Task list:
1) In the report on Tottenham's Champions League exit, what is the precise figure given for Manchester City's transfer market spend this season?
2) Extend the report on Tottenham's Champions League exit to Real Madrid with a few more paragraphs, picking up after its final sentence.

Extract provided:
— START —

Harry Redknapp undersold it last week, which is not an accusation that the Tottenham Hotspur manager can face too regularly. When he estimated Manchester City's transfer market spend this season, he put the figure at £130m or £140m. He had beefed it up to £160m by Tuesday, on the eve of Real Madrid's visit, and it was closer to the truth. The precise figure is £154.46m.

Redknapp has mentioned the Eastlands numbers with increasing regularity of late and the reason is increasingly obvious. Once again he sees City as his most direct rivals for a fourth-placed Premier League finish and there is little he likes more than to paint his team as the big-hearted underdogs, a role that they played with no little panache at White Hart Lane against the nine-times European champions.

Tottenham's thrilling Champions League run has ended at the quarter-final stage but a greater achievement beckons over the season's final weeks. If the north London team can reel in City and gate-crash Europe's elite competition again next season, it may come to be considered as more worthy than their feat in setting up this fixture against José Mourinho's swaggering superstars.

The challenge is afoot and, exactly like last season, it is daunting. Redknapp's team must play Arsenal, Chelsea and City, not to mention Liverpool, in their final seven league fixtures. The focus must switch from the heady European nights that have energised the season but Redknapp is confident. He treated this no-win second-leg tie against Real in isolation. It would not affect anything, he said. Yet his players must ensure that the exit does not knock them.

This was a night when gallows humour stayed the course. When Mourinho swapped Cristiano Ronaldo for Kaká, the home crowd asked "Who are ya?" and they also insisted that they were "Gonna win 6-1" after Heurelho Gomes's fumble from Ronaldo's spinning shot. Then they put forward a darkly ironic prediction: "Thursday nights, Channel 5 …"

You had to hand it to the supporters, who had seemed drunk on blind hope. In the fast and furious opening exchanges, they had roared their encouragement on each and every positive flash. They seemed determined not only to believe in the impossible but to do their bit to make the night memorable. Real do not come to town every day. How the Tottenham faithful hope to see their ilk again. Soon. The Europa League could feel like a letdown.

— END —

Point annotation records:
— START —

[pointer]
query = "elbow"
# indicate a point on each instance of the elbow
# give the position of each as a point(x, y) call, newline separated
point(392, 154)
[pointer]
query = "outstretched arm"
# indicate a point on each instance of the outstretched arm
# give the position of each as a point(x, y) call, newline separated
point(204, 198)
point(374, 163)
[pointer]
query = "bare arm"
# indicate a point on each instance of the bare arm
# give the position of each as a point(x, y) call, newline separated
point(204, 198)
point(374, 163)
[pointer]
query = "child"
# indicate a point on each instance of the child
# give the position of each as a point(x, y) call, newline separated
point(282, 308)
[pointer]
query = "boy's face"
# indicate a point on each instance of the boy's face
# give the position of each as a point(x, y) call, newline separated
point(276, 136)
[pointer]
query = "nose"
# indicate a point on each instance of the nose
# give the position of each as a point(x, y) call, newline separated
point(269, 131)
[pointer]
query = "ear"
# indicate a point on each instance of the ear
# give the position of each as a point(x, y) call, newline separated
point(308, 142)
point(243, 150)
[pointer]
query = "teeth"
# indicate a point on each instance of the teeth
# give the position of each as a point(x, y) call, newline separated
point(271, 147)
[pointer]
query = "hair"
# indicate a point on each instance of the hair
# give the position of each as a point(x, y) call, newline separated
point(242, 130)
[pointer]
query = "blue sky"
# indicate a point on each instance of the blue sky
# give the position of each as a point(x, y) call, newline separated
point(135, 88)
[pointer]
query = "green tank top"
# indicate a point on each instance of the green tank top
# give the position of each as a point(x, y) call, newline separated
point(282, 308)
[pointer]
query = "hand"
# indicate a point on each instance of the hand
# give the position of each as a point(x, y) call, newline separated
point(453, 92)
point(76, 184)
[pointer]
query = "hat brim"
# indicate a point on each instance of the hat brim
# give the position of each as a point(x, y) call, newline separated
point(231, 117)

— END —

Responses in order:
1) £154.46m.

2)
"If we could make the top four again it would be a great achievement," Redknapp said. "It's even harder this year because of the improvements Man City have made, but we've still got a big chance. It's got the makings of another great end to the season." Spurs are fifth, three points behind fourth-placed Manchester City, and have seven matches left – one more than City.

Redknapp was entitled to have a little moan about the penalty appeals that his team saw turned down in the first half. If Gareth Bale went down too softly in the third minute under Xabi Alonso's challenge, then the Real midfielder was fortunate to get away with his tackle on the outstanding Luka Modric moments later. Ditto Raúl Albiol on Roman Pavlyuchenko after 28 minutes. "I thought it was definitely a foul on Modric," Redknapp said.

Tottenham threw what they had at Real and had they scored at any point in the first half, the excitement levels might have soared off the scale. There was a breathless quality to their football in the first period, an urgency to the quest for the goal that might have fired the collective dream.

Bale pointed to an imaginary watch on his wrist when Mesut Ozil dawdled over the taking of a corner – it was the 36th minute – and outrage swept the stands when the fourth official indicated just one additional minute in the first half. What a pity that Gomes's blunder altered the mood so abruptly. "The keeper's been great for me," Redknapp said. "He's made a rare mistake but that's how it goes."

Redknapp has already outlined what he feels it will take for Tottenham to "have another real go" at finishing in the top four next season, namely "one or two signings that can make the difference". There is little doubt that his priority is a striker.

His selection against Real Madrid was the latest blow to Jermain Defoe. Redknapp never sounds like too big a fan of Pavlyuchenko and he held his head when the Russian wasted two clearcut chances but he nevertheless started him ahead of Defoe, who might wonder whether he has a future at White Hart Lane.

Redknapp is happy to rely on what he has in the battle to leapfrog City or even Chelsea and, when the night fell flat on Gomes's horror moment, the search for portents was on. One thing stood out. Redknapp's players did not stop until the very last. It was a statement of intent for the business ahead.